**Stated problem**
Copy the lines that follow, keeping every character the same.

Named-object pointing records:
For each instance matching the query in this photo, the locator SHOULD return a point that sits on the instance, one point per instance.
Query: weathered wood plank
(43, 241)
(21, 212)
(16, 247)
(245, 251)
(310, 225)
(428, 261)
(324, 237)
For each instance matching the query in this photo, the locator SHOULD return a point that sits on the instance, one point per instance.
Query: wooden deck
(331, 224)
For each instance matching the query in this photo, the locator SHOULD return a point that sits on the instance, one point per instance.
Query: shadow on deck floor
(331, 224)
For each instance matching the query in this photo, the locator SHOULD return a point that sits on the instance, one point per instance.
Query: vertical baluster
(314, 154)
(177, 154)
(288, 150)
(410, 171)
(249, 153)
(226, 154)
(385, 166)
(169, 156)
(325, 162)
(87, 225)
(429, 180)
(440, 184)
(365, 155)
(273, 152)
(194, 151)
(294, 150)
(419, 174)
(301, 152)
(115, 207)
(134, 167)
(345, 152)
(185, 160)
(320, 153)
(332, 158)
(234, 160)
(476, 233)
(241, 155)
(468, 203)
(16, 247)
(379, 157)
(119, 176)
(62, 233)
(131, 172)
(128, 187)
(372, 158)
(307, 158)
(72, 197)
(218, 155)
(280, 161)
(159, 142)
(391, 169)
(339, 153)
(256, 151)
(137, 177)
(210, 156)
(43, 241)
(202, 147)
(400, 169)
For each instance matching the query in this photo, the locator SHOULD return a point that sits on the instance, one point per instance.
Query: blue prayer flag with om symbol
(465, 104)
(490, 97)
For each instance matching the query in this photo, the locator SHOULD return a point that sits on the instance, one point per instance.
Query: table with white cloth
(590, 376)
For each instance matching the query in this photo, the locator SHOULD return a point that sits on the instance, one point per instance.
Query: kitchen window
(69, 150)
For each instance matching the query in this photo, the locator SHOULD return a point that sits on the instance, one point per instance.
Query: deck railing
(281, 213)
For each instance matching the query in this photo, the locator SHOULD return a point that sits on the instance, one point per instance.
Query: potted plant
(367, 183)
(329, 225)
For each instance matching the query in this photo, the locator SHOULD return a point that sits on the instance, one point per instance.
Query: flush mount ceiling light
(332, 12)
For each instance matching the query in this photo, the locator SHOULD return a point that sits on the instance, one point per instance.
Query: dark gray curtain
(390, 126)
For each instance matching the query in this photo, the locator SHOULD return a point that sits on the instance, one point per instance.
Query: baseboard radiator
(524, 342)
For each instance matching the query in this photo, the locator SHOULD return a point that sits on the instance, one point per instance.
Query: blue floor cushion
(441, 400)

**Result for this exercise**
For each instance matching the query in this photo, the locator SHOULD return a point that sits on the instance, one point per instance.
Query: weathered wood plank
(43, 241)
(21, 212)
(16, 247)
(245, 251)
(310, 225)
(428, 261)
(324, 237)
For each instance matching the query in this photo, the locator SHOULD return a point that sits on the instance, one point per instance.
Query: wooden deck
(331, 224)
For each instance matching the query in this photo, the locator SHOULD return a point that sits on the instance, one point per instance.
Query: shadow on deck floor
(331, 224)
For each instance matching the query in this photo, the locator SHOULD return a point that sits on the instance, one point per instance.
Query: vertical baluster
(314, 154)
(177, 154)
(288, 150)
(410, 171)
(249, 153)
(226, 154)
(385, 166)
(169, 156)
(325, 162)
(87, 225)
(429, 180)
(440, 184)
(365, 155)
(273, 152)
(194, 151)
(294, 150)
(419, 174)
(301, 152)
(115, 207)
(134, 167)
(345, 152)
(185, 160)
(320, 153)
(332, 158)
(234, 160)
(476, 233)
(241, 155)
(468, 203)
(16, 247)
(379, 157)
(119, 176)
(62, 233)
(131, 172)
(128, 187)
(372, 158)
(307, 158)
(72, 197)
(218, 155)
(280, 161)
(159, 142)
(391, 169)
(339, 153)
(256, 151)
(137, 177)
(210, 156)
(43, 241)
(202, 147)
(400, 169)
For each instance matching the query in this photo, the locator SHOULD return a point that sits on the instance, one point per instance.
Query: blue prayer flag with om symbol
(465, 104)
(490, 97)
For each instance matching the query in this photo, the locator SHOULD return a point that sits on the instance, one point per instance.
Query: table with white cloth
(590, 376)
For each instance matching the query in this photo, the locator SHOULD return a point that sits on the instance, one point per instance.
Query: kitchen window
(69, 150)
For each instance matching the query in this photo, the locator SHOULD return a point that sits on the instance, one point per instance.
Query: deck railing
(281, 213)
For each instance matching the query in this photo, the locator SHOULD return a point that sits on the instance, one point per instance.
Query: potted plant
(367, 183)
(329, 225)
For each instance matching the query in this photo, the locator SHOULD return a point that sits on the instance, one point per instance.
Query: flush mount ceiling light
(332, 12)
For each instance matching the query in this photo, the locator SHOULD return a point that sits on the instance, one point per instance.
Query: dark gray curtain
(390, 126)
For each instance matching the query in this photo, the locator SHOULD return a point that sits on the instance, one point per instance.
Query: baseboard radiator
(524, 342)
For each instance matching the query in this photo, the locator SHOULD return a point that sits on the instance, one point per instance.
Query: blue floor cushion
(441, 400)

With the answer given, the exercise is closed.